▶ **Testo selezionato**:
-=-=-
Le cose non sono sempre semplici come sembrano, l'attuale crisi nei rapporti fra gli Stati Uniti e Israele non viene per nuocere.
Quattro osservazioni, tutte derivanti da esempi storici, inducono alla seguente conclusione.
Innanzitutto, il "processo di pace" è in realtà un "processo di guerra". I negoziati diplomatici degli anni Novanta del secolo scorso condussero a una sfilza di ritiri israeliani che sortirono l'effetto opposto di trasformare la situazione abbastanza cattiva del 1993 in quella pessima del 2000. Le dolorose concessioni israeliane, adesso lo sappiamo, non stimolano la reciproca buona volontà dei palestinesi, ma piuttosto l'irredentismo, l'ambizione, la furia e la violenza.
In secondo luogo, le concessioni israeliane agli arabi sono di fatto durature, mentre i rapporti con Washington sono fluttuanti. Una volta che gli israeliani hanno abbandonato il Libano meridionale e Gaza, lo hanno fatto definitivamente, come sarebbe il caso delle alture del Golan e di Gerusalemme est. Nullificare quelle decisioni costerebbe eccessivamente caro. In antitesi, le tensioni fra gli Usa e Israele dipendono dai personaggi e dalle circostanze, pertanto hanno degli alti e bassi e le poste sono relativamente più basse. Ogni presidente o primo ministro può confutare le opinioni e i toni del suo predecessore. I problemi possono essere risolti rapidamente.
Più in generale, il legame esistente fra gli Stati Uniti e Israele ha dei punti forti che vanno ben oltre i politici e le questioni del momento. Non c'è nulla sulla terra che assomigli a questo rapporto bilaterale, che è "la più speciale" delle relazioni speciali e "il legame di parentela della politica internazionale". Come ogni legame familiare, esso ha dei punti forti (Israele è al secondo posto, dietro solo agli Usa, per numero di società quotate al Nasdaq) e dei punti deboli (il caso di spionaggio di Jonathan Pollard continua a scottare un quarto di secolo dopo che è scoppiato). Il legame ha una singolare intensità se si tratta di cooperazione strategica, di rapporti economici, di legami intellettuali, di valori condivisi, di voting records delle Nazioni Unite, di punti comuni religiosi, e anche se parliamo di mutua ingerenza nei reciproci affari interni.
Dalla prospettiva israeliana, poi, i rapporti politici con gli arabi sono caricati, ma quelli con Washington hanno leggerezza e flessibilità.
-=-=-
▶ **Istruzioni e requisiti**: Riprendi il testo sui rapporti fra Stati Uniti e Israele dal punto in cui si interrompe. Il materiale non ha alcun ruolo in questo.

▶ **Dati forniti**:
-=-=-
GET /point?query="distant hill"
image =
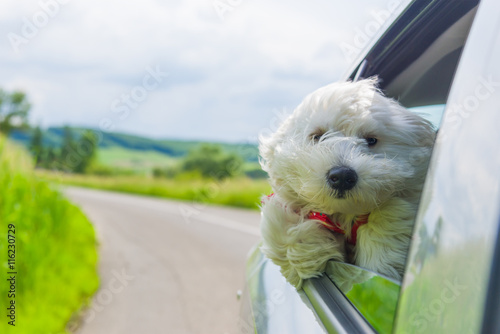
-=-=-
▶ **Esito del compito**:
In terzo luogo, quando i leader israeliani godono di rapporti con Washington forti e basati sulla fiducia essi danno di più agli arabi. Golda Meir fece delle concessioni a Richard Nixon, Menachem Begin a Jimmy Carter, Yitzhak Rabin, Binyamin Netanyahu ed Ehud Barak a Bill Clinton, e Ariel Sharon a George W. Bush.
Edifici a Ramat Shlomo, una ex-terra di nessuno a Gerusalemme, dove Barack Obama si oppone a nuove costruzioni israeliane. |
Al contrario, la diffidenza di Washington rende più rigidi gli israeliani e riduce la disponibilità a voler correre rischi. Così è stato con George H. W. Bush ed è ancor più così con Barack Obama. L'attuale disagio è iniziato ancor prima che Obama si insediasse nello Studio Ovale, visti i suoi rapporti pubblici con personaggi di spicco che detestano Israele (ad esempio, Ali Abunimah, Rashid Khalidi, Edward Said, Jeremiah Wright). I rapporti sono degenerati nel marzo scorso, quando la sua amministrazione, il 9, finse una certa indignazione per l'annuncio di ordinari lavori edilizi a Gerusalemme, reazione seguita qualche giorno dopo, il 12, da una brutale telefonata da parte del segretario di Stato e da un incontro al vertice carico di tensione alla Casa Bianca, svoltosi il 23.
Dennis Ross (a destra): si preoccupa troppo di Byniamin Netanyahu (a sinistra). |
Queste pericolose tensioni senza precedenti hanno avuto un prevedibile effetto sull'opinione pubblica israeliana, rendendola diffidente nei confronti di Obama, refrattaria alle pressioni americane, inducendo i politici che in genere altercano a lavorare insieme per opporre resistenza alla politica di Obama.
In quarto luogo, le tensioni fra gli Usa e Israele accrescono l'intransigenza e le pretese dei palestinesi. Quando Israele, si trova in una cattiva posizione concede autorità ai loro leader; e se le tensioni derivano dalle pressioni americane perché vengano fatte delle concessioni ai palestinesi, questi ultimi si mettono comodi e si godono lo spettacolo. Ciò è accaduto a metà del 2009, quando Mahmoud Abbas insegnò agli americani cosa ottenere da Gerusalemme. Al contrario, quando i rapporti fra gli Usa e Israele prosperano, i leader palestinesi sentono la pressione di incontrare gli israeliani, fingono di negoziare e firmano documenti.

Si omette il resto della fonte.